Given records:

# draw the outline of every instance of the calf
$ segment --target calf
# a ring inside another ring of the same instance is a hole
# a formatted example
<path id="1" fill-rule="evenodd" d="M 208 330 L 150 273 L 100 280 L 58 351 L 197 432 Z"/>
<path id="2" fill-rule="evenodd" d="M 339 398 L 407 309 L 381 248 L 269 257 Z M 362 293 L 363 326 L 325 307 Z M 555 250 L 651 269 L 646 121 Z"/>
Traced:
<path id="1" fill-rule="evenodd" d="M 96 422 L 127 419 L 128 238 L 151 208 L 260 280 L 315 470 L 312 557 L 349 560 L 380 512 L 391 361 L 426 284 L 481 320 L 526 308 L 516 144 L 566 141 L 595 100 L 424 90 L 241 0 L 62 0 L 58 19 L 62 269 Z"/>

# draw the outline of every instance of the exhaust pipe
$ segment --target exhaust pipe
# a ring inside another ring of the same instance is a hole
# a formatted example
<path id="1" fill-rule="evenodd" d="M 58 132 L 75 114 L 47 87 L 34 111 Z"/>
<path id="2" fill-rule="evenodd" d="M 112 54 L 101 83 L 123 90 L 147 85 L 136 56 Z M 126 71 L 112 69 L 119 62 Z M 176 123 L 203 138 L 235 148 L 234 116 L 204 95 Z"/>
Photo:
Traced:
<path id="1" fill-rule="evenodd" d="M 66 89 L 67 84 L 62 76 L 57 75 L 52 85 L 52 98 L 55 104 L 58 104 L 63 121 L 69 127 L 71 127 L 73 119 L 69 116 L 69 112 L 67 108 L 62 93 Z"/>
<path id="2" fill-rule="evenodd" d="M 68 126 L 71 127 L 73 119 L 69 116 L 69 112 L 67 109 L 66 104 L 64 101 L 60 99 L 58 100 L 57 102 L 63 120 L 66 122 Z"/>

Aim of the exercise: Copy out the data above line for line, changing nothing.

Response to the exercise:
# draw the outline of every instance of the calf
$ segment --target calf
# a ring inside another ring of the same instance is a hole
# a formatted example
<path id="1" fill-rule="evenodd" d="M 208 330 L 150 273 L 100 280 L 58 351 L 197 432 Z"/>
<path id="2" fill-rule="evenodd" d="M 339 398 L 407 309 L 381 248 L 269 257 Z M 362 293 L 363 326 L 325 307 Z M 555 250 L 651 269 L 646 121 Z"/>
Traced:
<path id="1" fill-rule="evenodd" d="M 96 422 L 127 419 L 128 238 L 151 208 L 260 280 L 315 470 L 312 557 L 349 560 L 380 512 L 391 361 L 426 284 L 481 320 L 526 308 L 516 144 L 566 141 L 595 100 L 424 90 L 241 0 L 62 0 L 58 19 L 62 269 Z"/>

# draw the outline of every instance of the exhaust pipe
$ segment --target exhaust pipe
# a ring inside another ring of the same instance is a hole
# a formatted example
<path id="1" fill-rule="evenodd" d="M 58 132 L 75 114 L 47 87 L 34 111 Z"/>
<path id="2" fill-rule="evenodd" d="M 112 54 L 101 83 L 123 90 L 147 85 L 136 56 Z M 126 71 L 112 69 L 119 62 Z M 176 123 L 203 138 L 235 148 L 234 116 L 204 95 Z"/>
Photo:
Traced:
<path id="1" fill-rule="evenodd" d="M 66 89 L 67 84 L 62 76 L 57 75 L 52 85 L 52 98 L 55 104 L 58 104 L 63 121 L 69 127 L 71 127 L 73 119 L 69 116 L 69 112 L 67 108 L 62 93 Z"/>
<path id="2" fill-rule="evenodd" d="M 68 126 L 71 127 L 73 119 L 69 116 L 69 112 L 67 109 L 66 104 L 64 101 L 60 99 L 58 100 L 57 102 L 63 120 L 66 122 Z"/>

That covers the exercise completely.